=== Given data ===

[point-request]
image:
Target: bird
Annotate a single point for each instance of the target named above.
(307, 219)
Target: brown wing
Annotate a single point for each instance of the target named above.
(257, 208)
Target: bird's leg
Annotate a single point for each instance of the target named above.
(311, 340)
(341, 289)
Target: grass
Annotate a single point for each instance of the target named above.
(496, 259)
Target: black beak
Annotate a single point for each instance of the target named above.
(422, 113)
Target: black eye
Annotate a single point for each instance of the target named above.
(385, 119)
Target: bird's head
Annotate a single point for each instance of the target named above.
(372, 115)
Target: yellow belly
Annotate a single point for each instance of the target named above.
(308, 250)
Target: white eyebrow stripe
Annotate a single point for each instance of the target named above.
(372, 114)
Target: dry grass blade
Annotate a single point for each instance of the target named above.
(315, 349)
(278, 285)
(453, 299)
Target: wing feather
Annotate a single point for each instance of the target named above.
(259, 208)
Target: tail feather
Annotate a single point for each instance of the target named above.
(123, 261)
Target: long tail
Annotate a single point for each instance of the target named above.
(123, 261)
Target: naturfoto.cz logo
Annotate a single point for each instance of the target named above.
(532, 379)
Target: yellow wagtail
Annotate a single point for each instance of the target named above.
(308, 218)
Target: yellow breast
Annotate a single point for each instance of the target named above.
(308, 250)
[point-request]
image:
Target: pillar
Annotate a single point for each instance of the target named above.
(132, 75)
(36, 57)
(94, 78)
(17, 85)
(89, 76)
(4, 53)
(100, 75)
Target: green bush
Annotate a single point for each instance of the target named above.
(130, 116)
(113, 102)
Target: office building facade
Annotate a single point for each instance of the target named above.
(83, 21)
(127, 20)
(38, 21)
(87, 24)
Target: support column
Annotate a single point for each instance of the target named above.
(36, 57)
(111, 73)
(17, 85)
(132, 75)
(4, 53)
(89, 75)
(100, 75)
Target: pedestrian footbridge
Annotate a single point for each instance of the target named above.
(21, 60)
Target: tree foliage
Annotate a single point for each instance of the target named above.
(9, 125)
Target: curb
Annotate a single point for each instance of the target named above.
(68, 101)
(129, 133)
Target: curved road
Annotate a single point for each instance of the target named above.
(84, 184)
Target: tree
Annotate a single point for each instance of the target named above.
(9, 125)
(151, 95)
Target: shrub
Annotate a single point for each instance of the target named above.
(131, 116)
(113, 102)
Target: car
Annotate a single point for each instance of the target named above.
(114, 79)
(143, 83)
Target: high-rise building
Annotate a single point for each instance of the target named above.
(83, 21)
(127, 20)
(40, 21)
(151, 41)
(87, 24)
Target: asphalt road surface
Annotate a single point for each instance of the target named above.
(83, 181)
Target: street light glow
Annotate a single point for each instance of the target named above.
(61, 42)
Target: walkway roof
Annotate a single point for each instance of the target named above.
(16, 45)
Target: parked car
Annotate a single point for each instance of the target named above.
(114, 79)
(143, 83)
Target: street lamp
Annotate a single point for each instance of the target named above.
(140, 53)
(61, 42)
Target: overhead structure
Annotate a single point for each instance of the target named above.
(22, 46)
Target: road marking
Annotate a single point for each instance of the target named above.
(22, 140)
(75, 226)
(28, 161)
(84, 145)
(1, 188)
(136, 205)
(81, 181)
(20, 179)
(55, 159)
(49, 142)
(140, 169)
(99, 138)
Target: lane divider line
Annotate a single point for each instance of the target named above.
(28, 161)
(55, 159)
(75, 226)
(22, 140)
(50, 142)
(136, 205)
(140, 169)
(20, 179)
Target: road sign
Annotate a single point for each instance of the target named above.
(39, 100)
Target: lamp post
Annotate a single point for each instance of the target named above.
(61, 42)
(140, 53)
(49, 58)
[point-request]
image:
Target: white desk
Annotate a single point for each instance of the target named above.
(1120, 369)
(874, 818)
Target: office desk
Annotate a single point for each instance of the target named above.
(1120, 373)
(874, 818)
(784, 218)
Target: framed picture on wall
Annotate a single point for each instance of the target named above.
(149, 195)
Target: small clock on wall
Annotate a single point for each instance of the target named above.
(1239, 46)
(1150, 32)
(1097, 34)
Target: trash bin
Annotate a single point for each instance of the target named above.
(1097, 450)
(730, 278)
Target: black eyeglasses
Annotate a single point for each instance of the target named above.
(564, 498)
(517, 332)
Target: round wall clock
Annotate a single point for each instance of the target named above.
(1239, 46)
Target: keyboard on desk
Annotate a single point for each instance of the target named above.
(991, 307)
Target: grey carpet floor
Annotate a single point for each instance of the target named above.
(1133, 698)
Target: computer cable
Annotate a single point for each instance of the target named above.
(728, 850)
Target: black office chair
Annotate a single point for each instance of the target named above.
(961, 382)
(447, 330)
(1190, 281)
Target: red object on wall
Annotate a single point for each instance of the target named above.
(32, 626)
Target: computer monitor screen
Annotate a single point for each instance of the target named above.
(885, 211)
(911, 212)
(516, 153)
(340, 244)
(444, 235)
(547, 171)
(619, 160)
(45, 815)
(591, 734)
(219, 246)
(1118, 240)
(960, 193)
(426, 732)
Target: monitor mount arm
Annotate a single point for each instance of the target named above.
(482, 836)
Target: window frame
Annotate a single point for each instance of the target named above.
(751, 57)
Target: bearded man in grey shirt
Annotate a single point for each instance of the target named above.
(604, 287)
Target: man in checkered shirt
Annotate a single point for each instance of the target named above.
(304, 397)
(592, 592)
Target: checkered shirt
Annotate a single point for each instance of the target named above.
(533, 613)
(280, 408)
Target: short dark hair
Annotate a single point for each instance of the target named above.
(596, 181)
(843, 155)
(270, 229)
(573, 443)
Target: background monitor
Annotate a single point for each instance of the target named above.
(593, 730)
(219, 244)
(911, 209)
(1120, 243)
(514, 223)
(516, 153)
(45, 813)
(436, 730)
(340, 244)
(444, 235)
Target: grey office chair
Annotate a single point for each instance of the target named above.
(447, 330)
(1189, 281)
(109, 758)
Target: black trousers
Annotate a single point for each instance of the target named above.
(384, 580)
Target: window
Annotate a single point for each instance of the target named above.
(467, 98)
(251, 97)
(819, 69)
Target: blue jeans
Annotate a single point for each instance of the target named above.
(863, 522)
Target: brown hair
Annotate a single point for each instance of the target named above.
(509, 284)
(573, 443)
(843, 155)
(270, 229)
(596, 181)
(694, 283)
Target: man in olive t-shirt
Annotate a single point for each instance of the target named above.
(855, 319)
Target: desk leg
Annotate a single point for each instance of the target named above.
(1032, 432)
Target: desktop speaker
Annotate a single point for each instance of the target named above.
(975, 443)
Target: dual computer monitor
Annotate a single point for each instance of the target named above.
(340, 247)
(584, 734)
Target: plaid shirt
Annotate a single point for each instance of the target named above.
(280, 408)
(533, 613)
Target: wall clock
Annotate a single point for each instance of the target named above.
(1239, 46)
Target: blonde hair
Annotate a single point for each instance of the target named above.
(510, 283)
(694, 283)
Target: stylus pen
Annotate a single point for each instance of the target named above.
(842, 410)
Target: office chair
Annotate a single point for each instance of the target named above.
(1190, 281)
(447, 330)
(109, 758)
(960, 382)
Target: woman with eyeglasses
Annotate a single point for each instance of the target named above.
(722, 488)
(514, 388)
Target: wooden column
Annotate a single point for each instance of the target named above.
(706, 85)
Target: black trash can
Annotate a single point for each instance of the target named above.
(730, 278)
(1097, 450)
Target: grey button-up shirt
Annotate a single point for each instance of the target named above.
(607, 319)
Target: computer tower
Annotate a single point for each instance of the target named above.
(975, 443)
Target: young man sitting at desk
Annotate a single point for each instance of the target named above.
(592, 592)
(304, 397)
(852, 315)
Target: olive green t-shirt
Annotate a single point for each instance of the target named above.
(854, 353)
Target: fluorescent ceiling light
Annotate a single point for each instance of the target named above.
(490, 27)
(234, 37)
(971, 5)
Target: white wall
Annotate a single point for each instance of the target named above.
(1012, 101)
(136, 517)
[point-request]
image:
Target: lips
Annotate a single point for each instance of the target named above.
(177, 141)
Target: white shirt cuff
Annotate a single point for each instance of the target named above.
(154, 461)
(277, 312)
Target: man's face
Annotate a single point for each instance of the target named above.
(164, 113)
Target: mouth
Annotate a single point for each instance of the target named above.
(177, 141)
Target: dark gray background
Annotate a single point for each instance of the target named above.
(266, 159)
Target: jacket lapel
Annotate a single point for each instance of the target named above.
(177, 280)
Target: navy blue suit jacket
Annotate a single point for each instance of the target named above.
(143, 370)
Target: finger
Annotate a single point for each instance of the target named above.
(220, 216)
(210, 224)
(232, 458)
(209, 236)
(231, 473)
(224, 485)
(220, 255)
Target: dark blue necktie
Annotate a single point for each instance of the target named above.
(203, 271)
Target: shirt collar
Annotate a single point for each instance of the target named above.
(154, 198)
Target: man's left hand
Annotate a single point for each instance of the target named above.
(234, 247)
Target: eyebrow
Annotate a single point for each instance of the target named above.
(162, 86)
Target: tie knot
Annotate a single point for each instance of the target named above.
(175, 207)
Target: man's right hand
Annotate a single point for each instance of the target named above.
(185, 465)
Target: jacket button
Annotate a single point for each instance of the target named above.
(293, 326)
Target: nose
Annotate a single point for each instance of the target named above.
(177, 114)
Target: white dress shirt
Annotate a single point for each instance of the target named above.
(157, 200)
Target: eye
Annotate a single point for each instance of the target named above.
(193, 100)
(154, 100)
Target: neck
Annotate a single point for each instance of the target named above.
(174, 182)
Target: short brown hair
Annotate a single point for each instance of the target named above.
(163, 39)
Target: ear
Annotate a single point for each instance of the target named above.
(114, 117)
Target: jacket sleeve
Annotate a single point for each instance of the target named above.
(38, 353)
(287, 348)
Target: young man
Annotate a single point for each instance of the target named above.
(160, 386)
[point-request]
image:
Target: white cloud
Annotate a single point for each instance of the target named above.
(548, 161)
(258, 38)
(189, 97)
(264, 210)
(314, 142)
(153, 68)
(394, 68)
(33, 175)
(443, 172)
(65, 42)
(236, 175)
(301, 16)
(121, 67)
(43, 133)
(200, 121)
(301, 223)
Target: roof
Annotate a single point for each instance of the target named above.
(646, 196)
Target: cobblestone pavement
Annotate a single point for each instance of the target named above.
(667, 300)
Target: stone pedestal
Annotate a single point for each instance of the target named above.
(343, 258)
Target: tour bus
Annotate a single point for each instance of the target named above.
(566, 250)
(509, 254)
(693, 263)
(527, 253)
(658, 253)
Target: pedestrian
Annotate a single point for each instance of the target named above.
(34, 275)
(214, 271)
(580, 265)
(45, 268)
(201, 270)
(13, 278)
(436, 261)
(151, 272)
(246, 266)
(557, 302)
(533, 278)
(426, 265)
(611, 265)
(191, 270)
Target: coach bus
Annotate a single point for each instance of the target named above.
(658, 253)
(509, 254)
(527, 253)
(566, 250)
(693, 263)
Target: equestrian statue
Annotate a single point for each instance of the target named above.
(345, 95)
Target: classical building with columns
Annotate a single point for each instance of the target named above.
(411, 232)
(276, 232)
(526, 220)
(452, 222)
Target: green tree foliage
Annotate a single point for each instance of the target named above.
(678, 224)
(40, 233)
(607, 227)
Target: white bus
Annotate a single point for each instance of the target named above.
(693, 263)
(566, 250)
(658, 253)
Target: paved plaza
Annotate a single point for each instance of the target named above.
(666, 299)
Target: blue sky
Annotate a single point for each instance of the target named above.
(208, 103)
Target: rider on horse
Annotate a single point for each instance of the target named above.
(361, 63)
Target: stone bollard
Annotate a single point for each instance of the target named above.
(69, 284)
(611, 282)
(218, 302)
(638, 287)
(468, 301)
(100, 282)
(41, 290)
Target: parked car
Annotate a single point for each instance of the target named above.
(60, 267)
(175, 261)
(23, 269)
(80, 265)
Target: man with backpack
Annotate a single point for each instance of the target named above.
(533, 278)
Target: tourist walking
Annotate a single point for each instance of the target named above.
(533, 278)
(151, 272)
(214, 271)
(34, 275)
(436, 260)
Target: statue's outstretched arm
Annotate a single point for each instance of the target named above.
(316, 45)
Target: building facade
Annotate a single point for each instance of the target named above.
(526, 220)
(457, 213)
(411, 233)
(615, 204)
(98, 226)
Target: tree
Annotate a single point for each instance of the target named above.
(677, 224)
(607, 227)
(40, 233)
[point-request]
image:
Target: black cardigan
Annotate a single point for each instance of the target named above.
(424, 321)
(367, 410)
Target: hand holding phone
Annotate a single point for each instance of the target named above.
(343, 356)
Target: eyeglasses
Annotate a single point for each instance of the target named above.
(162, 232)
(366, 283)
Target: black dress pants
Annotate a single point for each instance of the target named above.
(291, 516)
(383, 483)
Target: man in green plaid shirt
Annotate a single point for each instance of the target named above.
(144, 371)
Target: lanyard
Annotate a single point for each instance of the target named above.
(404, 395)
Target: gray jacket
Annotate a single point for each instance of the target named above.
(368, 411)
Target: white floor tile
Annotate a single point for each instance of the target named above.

===

Return exactly, and only, the line containing "Target: hand holding phone" and every line after it through the end of the material.

Target: hand holding phone
Annotate a single point for each instance of the target named above.
(343, 356)
Target: eyeglasses
Annotate a single point for each instance of the target named above.
(162, 232)
(366, 283)
Target: black dress pants
Annotate a single point for each instance of the target named above.
(291, 516)
(383, 483)
Target: man in green plaid shirt
Annotate a single point for each instance of the target named above.
(144, 371)
Target: lanyard
Annotate a single point for each instance of the target named above.
(404, 395)
Target: gray jacket
Annotate a single point for each instance of the target named above.
(368, 411)
Target: white floor tile
Annotate a single point for each instance of the target named above.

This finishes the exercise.